**Exercise 1:** Please summarize the valuation text in two sentences.
**Exercise 2:**
Answer these questions from the valuation text, one line each:
(a) What selling period did Mr L envisage for the property?
(b) On what date did Ms J swear the affidavit to which her report was exhibited?
(c) What did Mr L call his "primary method" for assessing the farm's market value?

**Reading text:**
--------
63Mr L then listed a number of property sales in Suburb B, [and the surrounding suburbs]. He stated that in arriving at his opinion he had “considered relevant general and economic factors and in particular [had] investigated recent sales of comparable properties.” He stated that the “primary method” in assessing the market value of the farm was “by the direct comparison approach” and that he had “also undertaken a secondary check of [his] assessment, utilising the Summation approach.”

64Fairly limited detail as to the basis for his assessment of the comparability of various properties was included in the report. No detail of the secondary check utilising the summation approach was included.

65Mr L also expressed the view that “[h]aving regard to all characteristics of the subject property and the prevailing market conditions” he would “envisage a likely selling period for the subject property of 6 - 12 months to be appropriate, assuming the implementation of a professional marketing campaign by real estate sales operatives active and experienced in the sale of property similar to the subject in the locality.”

66Mr L concluded that the value of the farm at 1 February 2018 was $3.9 million.

Ms J’s first valuation

67Ms J first inspected the farm for the purposes of a valuation on 3 May 2018. In circumstances outlined in more detail below, she subsequently completed a report on 20 October 2018 expressing her opinion as to the farm’s value at the date of inspection, and her opinion that the value had not changed in the interim. That report was exhibited to an affidavit sworn by her on 14 February 2019 and filed the same day.

68In that affidavit, Ms J said that after she had made enquiries with local authorities and inspected the farm she told the husband that, based on her enquiries, the farm is subdivisible. She said that the husband responded by asking her to include in her valuation her opinion of the farm’s value “in view of its subdivisibility”, saying also that had he known the farm was subdivisible he would have pursued the necessary application and approvals. She recounted him saying words to the effect that he intended to obtain planning advice about the subdivisibility of the property, and that if that potential was identified he would then make the necessary application and provide the relevant information to her. On that basis, he requested that she provide “the end-lot market values as if the land had already been subdivided, in addition to its market value as-is at the date of valuation.”
--------
(Region segmentation data)

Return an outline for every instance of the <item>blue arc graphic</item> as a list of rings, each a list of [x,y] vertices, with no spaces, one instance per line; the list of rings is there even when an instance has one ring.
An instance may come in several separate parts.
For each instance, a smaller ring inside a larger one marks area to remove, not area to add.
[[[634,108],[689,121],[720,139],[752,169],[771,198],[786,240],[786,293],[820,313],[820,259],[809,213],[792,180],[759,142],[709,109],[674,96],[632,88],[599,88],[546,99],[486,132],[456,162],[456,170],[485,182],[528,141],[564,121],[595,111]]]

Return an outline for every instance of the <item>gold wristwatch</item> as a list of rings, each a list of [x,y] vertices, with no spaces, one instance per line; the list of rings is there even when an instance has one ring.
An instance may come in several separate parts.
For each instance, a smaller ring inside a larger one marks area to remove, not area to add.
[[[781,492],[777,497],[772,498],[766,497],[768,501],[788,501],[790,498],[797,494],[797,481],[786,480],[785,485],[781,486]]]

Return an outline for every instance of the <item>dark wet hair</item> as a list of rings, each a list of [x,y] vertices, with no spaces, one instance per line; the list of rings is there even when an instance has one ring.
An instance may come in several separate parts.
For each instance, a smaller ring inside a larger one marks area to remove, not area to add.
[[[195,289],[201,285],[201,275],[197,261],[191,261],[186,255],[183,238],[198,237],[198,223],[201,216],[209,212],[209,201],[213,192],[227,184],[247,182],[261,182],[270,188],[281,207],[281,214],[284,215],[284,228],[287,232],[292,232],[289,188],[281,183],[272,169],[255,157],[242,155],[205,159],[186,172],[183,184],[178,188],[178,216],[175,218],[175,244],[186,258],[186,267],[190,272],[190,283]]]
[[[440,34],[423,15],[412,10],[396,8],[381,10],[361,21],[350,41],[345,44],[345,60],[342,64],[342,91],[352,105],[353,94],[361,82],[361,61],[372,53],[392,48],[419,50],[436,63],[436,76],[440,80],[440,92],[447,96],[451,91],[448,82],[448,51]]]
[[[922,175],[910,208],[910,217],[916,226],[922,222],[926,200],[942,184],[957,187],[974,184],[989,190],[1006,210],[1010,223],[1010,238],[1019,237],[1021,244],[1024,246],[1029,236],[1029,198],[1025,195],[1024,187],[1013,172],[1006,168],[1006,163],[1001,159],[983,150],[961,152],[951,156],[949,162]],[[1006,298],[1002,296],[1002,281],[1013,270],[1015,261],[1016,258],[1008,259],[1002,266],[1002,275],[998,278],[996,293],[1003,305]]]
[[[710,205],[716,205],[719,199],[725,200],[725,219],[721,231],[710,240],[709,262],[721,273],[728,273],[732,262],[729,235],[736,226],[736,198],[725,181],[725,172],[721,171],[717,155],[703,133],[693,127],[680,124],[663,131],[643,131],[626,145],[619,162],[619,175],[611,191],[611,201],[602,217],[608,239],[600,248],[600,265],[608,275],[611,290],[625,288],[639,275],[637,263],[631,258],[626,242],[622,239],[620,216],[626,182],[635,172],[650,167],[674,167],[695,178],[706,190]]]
--------
**Correct response 1:** Mr L valued the farm at $3.9 million as at 1 February 2018, relying mainly on the direct comparison approach with a secondary summation check, though his report gave fairly limited detail on comparability and none on that check. Ms J inspected the farm on 3 May 2018 and later reported on its value, and she stated that after she told the husband the farm was subdivisible, he asked her to also give end-lot market values as if the land had already been subdivided.

**Correct response 2:**
(a) 6 - 12 months
(b) 14 February 2019
(c) The direct comparison approach